In the entries that follow, identify the line containing "Mark every instance of the handbag" and return it together with all later lines, exactly as they appear.

--- EXTRACTED MATERIAL ---

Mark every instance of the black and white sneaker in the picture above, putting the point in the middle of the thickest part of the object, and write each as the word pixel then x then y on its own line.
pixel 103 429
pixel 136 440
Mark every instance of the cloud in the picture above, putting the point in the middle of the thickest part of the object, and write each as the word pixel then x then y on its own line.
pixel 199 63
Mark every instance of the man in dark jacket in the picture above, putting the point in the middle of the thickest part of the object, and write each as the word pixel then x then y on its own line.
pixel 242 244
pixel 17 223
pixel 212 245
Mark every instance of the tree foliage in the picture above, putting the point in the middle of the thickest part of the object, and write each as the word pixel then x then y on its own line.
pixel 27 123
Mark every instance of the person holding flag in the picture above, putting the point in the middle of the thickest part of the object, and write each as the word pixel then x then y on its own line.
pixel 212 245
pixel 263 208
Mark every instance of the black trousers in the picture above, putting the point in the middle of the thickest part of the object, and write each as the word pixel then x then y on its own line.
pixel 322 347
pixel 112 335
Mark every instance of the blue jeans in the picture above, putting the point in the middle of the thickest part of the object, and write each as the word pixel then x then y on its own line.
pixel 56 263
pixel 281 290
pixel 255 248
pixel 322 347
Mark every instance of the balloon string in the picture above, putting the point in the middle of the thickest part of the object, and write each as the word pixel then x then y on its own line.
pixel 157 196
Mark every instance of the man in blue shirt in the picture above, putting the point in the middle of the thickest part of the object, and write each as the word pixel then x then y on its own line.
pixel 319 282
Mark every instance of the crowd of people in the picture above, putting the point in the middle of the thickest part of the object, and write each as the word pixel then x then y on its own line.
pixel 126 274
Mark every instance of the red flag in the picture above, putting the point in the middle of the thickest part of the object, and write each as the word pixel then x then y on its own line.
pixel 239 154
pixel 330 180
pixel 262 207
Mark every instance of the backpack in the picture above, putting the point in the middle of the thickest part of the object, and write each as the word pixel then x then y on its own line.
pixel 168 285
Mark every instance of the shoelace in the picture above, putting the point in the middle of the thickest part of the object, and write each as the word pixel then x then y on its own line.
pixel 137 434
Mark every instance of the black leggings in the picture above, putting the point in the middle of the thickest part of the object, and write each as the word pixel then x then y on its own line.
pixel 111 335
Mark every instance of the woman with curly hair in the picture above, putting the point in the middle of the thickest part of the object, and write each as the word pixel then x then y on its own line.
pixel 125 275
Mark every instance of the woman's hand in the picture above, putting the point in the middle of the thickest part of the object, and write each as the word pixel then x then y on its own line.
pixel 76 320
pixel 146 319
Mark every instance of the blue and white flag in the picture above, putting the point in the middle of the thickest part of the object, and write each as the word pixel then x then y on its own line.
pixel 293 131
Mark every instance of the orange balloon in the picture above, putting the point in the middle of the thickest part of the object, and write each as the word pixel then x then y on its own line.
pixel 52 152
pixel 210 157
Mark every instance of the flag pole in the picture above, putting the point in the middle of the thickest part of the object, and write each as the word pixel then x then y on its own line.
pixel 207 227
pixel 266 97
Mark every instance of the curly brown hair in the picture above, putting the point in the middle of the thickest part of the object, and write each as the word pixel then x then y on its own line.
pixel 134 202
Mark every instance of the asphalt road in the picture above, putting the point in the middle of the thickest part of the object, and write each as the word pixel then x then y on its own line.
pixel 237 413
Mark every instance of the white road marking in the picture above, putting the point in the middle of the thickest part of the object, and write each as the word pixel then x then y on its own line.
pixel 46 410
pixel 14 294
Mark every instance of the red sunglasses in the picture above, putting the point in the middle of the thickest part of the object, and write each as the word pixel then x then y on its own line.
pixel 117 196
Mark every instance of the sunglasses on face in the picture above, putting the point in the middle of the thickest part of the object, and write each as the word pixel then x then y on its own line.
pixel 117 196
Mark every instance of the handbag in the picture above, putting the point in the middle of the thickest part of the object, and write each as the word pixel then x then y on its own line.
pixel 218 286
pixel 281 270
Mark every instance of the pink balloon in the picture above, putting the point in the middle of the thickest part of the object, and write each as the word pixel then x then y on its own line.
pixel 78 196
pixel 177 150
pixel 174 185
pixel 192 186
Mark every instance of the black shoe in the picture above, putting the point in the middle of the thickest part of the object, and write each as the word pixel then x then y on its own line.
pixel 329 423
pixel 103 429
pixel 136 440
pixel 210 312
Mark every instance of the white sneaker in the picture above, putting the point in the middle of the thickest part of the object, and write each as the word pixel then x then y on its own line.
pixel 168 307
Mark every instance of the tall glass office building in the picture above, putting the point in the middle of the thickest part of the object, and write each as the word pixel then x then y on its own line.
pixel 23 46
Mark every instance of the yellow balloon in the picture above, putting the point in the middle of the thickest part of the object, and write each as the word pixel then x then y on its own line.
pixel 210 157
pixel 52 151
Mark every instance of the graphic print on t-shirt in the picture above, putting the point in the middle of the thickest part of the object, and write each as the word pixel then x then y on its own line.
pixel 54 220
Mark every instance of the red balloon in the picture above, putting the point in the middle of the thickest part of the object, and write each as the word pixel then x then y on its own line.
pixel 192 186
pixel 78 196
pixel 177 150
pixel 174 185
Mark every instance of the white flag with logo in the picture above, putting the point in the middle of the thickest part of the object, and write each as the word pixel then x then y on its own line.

---

• RESPONSE TO THIS TASK:
Mark every instance of the handbag in the picture above, putting the point in the middle of the thickest part of the object, and write each as the word pixel then x then y on its own line.
pixel 218 286
pixel 281 270
Mark every instance of the pink balloon in the picture above, putting the point in the middle of the thickest part of the object, and write each as the word pixel then x then y on its own line.
pixel 78 196
pixel 177 150
pixel 174 185
pixel 192 186
Mark every instance of the black shoe in the picture above, putting the point in the middle of the thickest part of the object, and write each as the word pixel then x then y on its own line.
pixel 329 423
pixel 103 429
pixel 136 440
pixel 210 312
Mark every instance of the white sneaker in the picture above, putting the point in the middle of the thickest part of the object, and write each as the word pixel then x then y on its own line.
pixel 168 307
Mark every instance of the tall glass office building in the picture above, putting the point in the middle of the thickest part of the object, and write each as the word pixel then x then y on its own line.
pixel 23 46
Mark every instance of the yellow balloon in the picture above, putting the point in the middle of the thickest part of the object, and write each as the word pixel then x then y on its own line.
pixel 210 157
pixel 52 151
Mark every instance of the graphic print on t-shirt in the picture above, putting the point in the middle of the thickest part of the object, and write each as the word pixel then x then y on its own line.
pixel 54 220
Mark every instance of the red balloon in the picture above, putting the point in the middle of the thickest part of the object, and write each as the word pixel then x then y on its own line.
pixel 192 186
pixel 78 196
pixel 177 150
pixel 174 185
Mark every instance of the white flag with logo in the picture above, putting the point in the middle of the thickest part of the object, and write each as the word pixel then x then y on its own line.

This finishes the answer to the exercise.